Using the information:
A) Answer these questions from the measles article:
(i) How many confirmed measles cases did the CDC report for 2018?
(ii) What job does Jason Deese hold?
(iii) In what year was measles eliminated in the United States?
B) Reproduce the stretch of the measles article from "CHRISTIANSBURG, Va. –" through "of unvaccinated people.".
C) Resume the measles vaccination article after its last sentence and keep writing.

### Selected text ###

CHRISTIANSBURG, Va. – A measles outbreak in Washington state has health professionals from coast to coast, including in southwest Virginia, sharing the importance of vaccinations.
"It's extremely important, not just for that family, but for the people that surround them," said Jason Deese, district epidemiologist for the New River Health District.
The Centers for Disease Control and Prevention reports there were 349 confirmed cases of measles in 2018 in 26 states, including Virginia. The CDC says that was the second-highest number of reported cases since measles was eliminated in the United States in 2000. The CDC says one of the reasons for the increase in cases is the spread of the disease in communities with pockets of unvaccinated people.
"For decades, vaccines were given and compliance was very high, and there are a lot of people, especially in the U.S., who have no experience with these vaccine-preventable illnesses," Deese said.
Deese said there are large pockets of unvaccinated people in the New River Valley, which means a disease outbreak could happen in southwest Virginia.

### Stored data ###

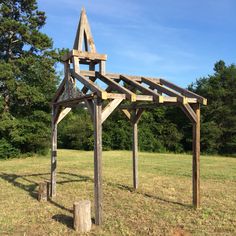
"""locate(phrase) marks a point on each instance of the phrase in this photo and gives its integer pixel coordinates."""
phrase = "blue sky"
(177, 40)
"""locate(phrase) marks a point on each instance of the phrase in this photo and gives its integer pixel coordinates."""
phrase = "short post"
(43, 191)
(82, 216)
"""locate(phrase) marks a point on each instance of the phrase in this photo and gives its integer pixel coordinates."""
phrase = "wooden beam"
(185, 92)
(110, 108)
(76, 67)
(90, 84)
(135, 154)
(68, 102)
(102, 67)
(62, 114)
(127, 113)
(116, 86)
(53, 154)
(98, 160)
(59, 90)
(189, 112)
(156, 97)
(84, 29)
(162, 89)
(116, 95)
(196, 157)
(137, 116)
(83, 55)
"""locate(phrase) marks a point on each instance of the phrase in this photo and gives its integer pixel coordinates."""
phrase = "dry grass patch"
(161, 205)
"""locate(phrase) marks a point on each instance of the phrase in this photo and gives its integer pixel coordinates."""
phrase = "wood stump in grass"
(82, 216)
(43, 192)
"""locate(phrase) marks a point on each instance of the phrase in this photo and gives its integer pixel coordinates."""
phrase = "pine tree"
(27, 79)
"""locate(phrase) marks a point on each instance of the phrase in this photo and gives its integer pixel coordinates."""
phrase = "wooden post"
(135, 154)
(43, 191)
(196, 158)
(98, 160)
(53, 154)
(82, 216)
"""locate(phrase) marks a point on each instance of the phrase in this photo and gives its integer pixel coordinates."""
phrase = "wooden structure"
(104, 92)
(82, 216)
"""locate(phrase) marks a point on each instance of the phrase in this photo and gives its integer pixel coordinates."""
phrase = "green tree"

###

Answers to the exercise:
A)
(i) 349
(ii) District epidemiologist for the New River Health District
(iii) 2000

B)
CHRISTIANSBURG, Va. – A measles outbreak in Washington state has health professionals from coast to coast, including in southwest Virginia, sharing the importance of vaccinations.
"It's extremely important, not just for that family, but for the people that surround them," said Jason Deese, district epidemiologist for the New River Health District.
The Centers for Disease Control and Prevention reports there were 349 confirmed cases of measles in 2018 in 26 states, including Virginia. The CDC says that was the second-highest number of reported cases since measles was eliminated in the United States in 2000. The CDC says one of the reasons for the increase in cases is the spread of the disease in communities with pockets of unvaccinated people.

C)
"Measles is only potentially an airline flight away from hitting this community, so I urge people to go get their vaccines," Deese said.
Virginia does allow vaccine exemptions for religious and medical reasons. Deese said both the web and social media have made it harder for families to decipher between fact and fiction when it comes to vaccines.
"There is a lot of misinformation out there," Deese said. "It's an uphill battle for us, as public health professionals, to try to get the right information out there."
The CDC also says the rise in measles cases is tied to an increase in the number of travelers who get measles abroad and bring it into the U.S.
Right now Washington state has at least 35 confirmed cases of measles.